WHAT TO DO:
Render every text line of the items below as a JSON list of strings, one string per line, with blank lines dropped. Leave the pictures out of the list.

Extracted data entries:
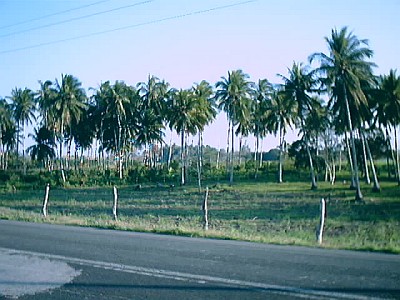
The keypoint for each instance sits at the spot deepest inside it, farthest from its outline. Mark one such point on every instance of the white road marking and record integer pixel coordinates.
(201, 279)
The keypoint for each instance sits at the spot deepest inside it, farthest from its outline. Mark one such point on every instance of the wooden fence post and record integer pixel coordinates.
(46, 200)
(322, 221)
(115, 203)
(205, 210)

RIGHT ANSWER:
[
  "The keypoint for each instance sits at the spot deepest inside it, farthest from its outline. Mark one such point on every instance of the white road marking and record integer pixel coordinates.",
  "(201, 279)",
  "The keypoint for each instance sits at the spot deepest inside it, farthest from its outline. Mark one such point on every instance of the wooden fence post and record integer pixel coordinates.",
  "(46, 200)",
  "(322, 221)",
  "(115, 203)",
  "(205, 210)"
]